Task details: Rewrite all of the material below, keeping every line. In the answers, multiply each viewBox dimension and each path coordinate by 0.35 and round to whole numbers, with halves rounded up. Leave all other lines unchanged.

Input material:
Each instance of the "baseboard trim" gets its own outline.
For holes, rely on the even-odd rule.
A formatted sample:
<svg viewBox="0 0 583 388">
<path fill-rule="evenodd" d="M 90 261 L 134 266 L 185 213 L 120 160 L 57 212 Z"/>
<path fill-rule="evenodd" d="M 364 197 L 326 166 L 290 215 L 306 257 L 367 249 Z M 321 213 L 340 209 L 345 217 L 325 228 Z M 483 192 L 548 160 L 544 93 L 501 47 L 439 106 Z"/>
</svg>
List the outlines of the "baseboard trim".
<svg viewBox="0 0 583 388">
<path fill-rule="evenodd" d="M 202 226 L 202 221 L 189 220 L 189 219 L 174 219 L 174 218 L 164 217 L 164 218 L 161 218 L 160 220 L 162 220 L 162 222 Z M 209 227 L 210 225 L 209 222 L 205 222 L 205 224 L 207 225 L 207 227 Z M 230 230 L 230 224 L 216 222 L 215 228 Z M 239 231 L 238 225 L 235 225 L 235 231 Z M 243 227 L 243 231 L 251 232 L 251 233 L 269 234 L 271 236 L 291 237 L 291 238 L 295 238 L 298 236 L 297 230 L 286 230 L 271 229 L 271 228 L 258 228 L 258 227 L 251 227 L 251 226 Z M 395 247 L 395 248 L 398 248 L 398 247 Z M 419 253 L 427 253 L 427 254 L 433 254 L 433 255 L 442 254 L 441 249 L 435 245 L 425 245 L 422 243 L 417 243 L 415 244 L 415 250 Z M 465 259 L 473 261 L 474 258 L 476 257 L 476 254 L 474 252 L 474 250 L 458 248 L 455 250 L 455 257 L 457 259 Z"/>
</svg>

Answer to this exercise:
Each instance of the "baseboard trim" gets its own outline.
For holes, rely on the even-odd rule.
A formatted sample:
<svg viewBox="0 0 583 388">
<path fill-rule="evenodd" d="M 90 261 L 134 266 L 185 213 L 120 160 L 57 212 Z"/>
<path fill-rule="evenodd" d="M 364 197 L 326 166 L 290 215 L 306 257 L 367 249 Z M 321 213 L 340 209 L 345 217 L 325 228 Z M 483 192 L 548 160 L 544 93 L 501 47 L 439 106 Z"/>
</svg>
List the outlines of the "baseboard trim".
<svg viewBox="0 0 204 136">
<path fill-rule="evenodd" d="M 71 79 L 71 77 L 66 77 L 66 77 L 61 77 L 61 76 L 57 76 L 57 76 L 56 76 L 56 77 L 57 77 L 57 78 Z M 73 79 L 74 79 L 73 78 L 72 78 L 72 78 L 72 79 L 72 79 Z M 81 81 L 81 78 L 76 78 L 75 80 Z M 84 81 L 83 79 L 82 79 L 82 81 Z M 85 79 L 85 81 L 88 81 L 88 82 L 94 82 L 95 83 L 102 83 L 102 83 L 103 83 L 104 83 L 104 81 L 100 81 L 95 80 L 95 80 L 90 80 L 90 79 L 88 79 L 88 79 Z M 138 86 L 138 87 L 139 87 L 139 86 Z M 147 89 L 149 89 L 149 89 L 152 89 L 152 89 L 155 89 L 154 87 L 152 86 L 149 86 L 148 85 L 146 85 L 145 85 L 145 88 Z M 163 91 L 166 91 L 166 90 L 167 90 L 167 89 L 166 88 L 166 88 L 160 87 L 159 88 L 159 90 L 160 91 Z"/>
</svg>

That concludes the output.